• WRITTEN PROBLEM
List each line of the listing below that contains the word "segment", copying every such line in full.

• GIVEN RECORDS
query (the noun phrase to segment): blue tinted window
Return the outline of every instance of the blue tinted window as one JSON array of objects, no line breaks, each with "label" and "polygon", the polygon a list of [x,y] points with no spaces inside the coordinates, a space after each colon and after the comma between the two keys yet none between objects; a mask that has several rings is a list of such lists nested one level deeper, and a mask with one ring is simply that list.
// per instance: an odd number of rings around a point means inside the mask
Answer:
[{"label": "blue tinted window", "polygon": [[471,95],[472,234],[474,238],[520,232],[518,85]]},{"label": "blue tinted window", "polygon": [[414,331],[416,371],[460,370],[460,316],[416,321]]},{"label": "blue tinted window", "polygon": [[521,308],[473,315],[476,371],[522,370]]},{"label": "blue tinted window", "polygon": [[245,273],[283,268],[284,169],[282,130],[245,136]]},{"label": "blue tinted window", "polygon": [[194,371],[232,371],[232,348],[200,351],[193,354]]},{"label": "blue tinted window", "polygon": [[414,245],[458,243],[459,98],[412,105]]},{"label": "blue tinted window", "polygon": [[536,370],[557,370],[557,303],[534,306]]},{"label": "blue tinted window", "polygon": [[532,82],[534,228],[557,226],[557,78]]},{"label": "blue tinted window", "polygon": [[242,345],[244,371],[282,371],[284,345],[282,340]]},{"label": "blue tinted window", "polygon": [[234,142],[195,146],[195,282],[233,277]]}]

• RESULT BELOW
query (the noun phrase to segment): blue tinted window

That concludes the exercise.